**Verilen Metin**
İkinci grupta yer alanlar ise, kurban edilmesi emrolunan çocuğun Hz. İsmail olduğunu savunuyorlardı ki, bunlar şöyle sıralanabilir: Hz. Ebu Bekir, Hz. Ali, Hz. Abdullah b. Ömer, Hz. Abdullah b. Abbas, Hz. Ebu Hureyre, Hz. Muaviye, Hz. İkrime, Hz. Mücahid, Hz. Yusuf b. Mehren, Hz. Hasan Basri, Hz. Muhammed b. Ka’b el-Kurzî, Şâ’bî, Hz. Said b. Müseyyeb, Dahhâk, Hz. Muhammed b. Ali b. Hüseyin (İmam Muhammed el-Bâkır) , Hz. Rebî b. Enes ve Hz. İmam Ahmed b. Hanbel v.s.

Bu iki listeyi birbiriyle karşılaştırınca bazı isimlerin müşterek olduğunu görürüz. Yani aynı zat’ın değişik hadisler naklettiği belirtilmiştir. Meselâ, İkrime’nin Abdullah b. Abbas’dan naklettiği hadise göre kurban edilmesi emrolunan çocuk Hz. İshak’tı. Fakat Atâ b. Ebi Rebâh’ın yine Hz. Abdullah b. Abbas’tan naklettiği hadis şöyledir: “Yahudiler, kurban edilmesi istenilen çocuğun İshak olduğunu iddia ediyorlar. Ama Yahudiler yalan söylemektedir.” Aynı şekilde Hasan Basri’nin, Hz. İshak’ın “zebih” (Allah yolunda kurban edilen) olduğuna dair bildiği bir hadis var. Fakat, Amr b. Ubeyd’in ifadesine göre, Hasan Basri, Hz. İsmail’in zebih olduğu konusunda hiç tereddüt etmiyordu.

Hadisler ve tefsirlerde bu konuda ortaya çıkan anlaşmazlık, gayet doğal olarak ulema ve fakihlerin de iki ayrı kampa bölünmesine yol açmıştır. Nitekim, İbn Cerir ile Kâdı İyâz v.s reylerini kesinlikle Hz. İshak lehine vermişlerdir. İbn Kesir gibi alimler ise kesinlikle Hz. İsmail’in zebih olduğuna karar vermişlerdir. Fakat Celalettin Suyuti gibi alimler de ortada kalmış ve kesin bir tavır takınmaktan kaçınmışlardır. Fakat elimizdeki bütün kaynakları bilimsel ve objektif şekilde değerlendirecek olursak “zebih”in, Hz. İsmail olduğuna karar verebiliriz. Bu hususta şu delilleri öne sürebiliriz.

**Görev**
Zebih tartışmasını anlatan metne göre Celalettin Suyuti gibi alimler bu konuda nasıl bir tutum almıştır? Kayıtların bu işte hiçbir rolü yoktur.

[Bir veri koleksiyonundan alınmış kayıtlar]

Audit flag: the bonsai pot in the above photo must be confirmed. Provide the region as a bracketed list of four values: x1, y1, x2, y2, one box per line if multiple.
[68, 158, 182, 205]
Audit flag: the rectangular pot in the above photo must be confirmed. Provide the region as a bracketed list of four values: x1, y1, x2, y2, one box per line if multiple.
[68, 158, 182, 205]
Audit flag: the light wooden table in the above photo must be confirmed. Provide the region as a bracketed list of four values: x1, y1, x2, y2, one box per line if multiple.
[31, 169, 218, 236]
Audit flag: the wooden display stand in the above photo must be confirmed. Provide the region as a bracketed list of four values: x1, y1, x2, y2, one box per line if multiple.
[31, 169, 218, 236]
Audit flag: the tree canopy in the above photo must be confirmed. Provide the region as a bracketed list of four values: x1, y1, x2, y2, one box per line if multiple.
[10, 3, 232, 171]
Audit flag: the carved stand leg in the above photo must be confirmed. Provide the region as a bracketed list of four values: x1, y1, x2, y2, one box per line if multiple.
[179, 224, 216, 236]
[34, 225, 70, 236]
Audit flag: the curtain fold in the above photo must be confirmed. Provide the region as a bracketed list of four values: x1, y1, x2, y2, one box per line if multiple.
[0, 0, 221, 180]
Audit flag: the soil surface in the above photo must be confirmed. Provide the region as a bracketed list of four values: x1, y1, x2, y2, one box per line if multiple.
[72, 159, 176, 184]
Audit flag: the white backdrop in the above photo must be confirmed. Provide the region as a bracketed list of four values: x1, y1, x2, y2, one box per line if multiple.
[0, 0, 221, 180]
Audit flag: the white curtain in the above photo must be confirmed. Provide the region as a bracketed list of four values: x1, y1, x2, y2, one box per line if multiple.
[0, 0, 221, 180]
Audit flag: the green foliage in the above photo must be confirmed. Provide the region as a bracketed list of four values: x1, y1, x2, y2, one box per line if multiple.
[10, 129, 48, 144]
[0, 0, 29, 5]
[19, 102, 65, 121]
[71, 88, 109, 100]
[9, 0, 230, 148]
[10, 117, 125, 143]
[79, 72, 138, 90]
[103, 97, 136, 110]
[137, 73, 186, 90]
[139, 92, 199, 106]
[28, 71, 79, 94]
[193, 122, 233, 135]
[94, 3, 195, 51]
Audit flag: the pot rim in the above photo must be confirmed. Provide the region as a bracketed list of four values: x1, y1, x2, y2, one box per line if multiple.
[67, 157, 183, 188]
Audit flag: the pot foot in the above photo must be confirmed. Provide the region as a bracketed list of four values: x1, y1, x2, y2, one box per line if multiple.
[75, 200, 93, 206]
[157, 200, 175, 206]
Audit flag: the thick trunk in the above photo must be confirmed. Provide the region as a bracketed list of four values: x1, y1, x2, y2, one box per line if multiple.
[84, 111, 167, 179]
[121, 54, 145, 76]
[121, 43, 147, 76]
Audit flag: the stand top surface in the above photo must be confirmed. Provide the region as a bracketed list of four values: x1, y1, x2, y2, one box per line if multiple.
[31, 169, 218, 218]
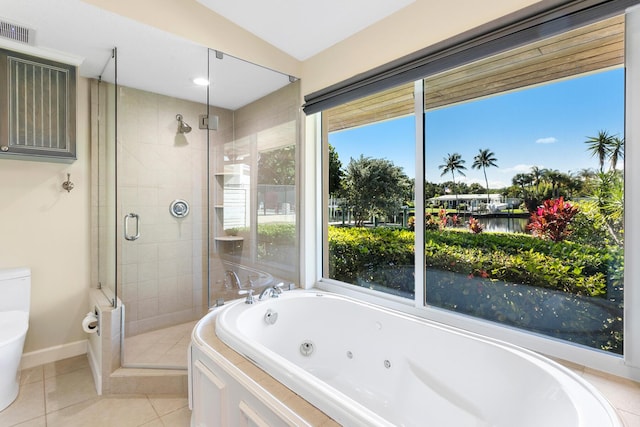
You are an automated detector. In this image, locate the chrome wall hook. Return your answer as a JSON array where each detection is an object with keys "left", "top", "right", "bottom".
[{"left": 62, "top": 173, "right": 73, "bottom": 193}]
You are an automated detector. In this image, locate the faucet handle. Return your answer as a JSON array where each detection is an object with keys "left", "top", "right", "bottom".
[
  {"left": 273, "top": 282, "right": 284, "bottom": 298},
  {"left": 238, "top": 289, "right": 255, "bottom": 304}
]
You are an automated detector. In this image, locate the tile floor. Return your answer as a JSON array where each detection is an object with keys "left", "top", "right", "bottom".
[
  {"left": 0, "top": 355, "right": 191, "bottom": 427},
  {"left": 0, "top": 355, "right": 640, "bottom": 427},
  {"left": 124, "top": 320, "right": 197, "bottom": 369}
]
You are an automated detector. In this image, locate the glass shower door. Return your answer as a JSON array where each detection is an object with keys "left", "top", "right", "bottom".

**Görevin Çözümü**
Ortada kalmış ve kesin bir tavır takınmaktan kaçınmışlardır.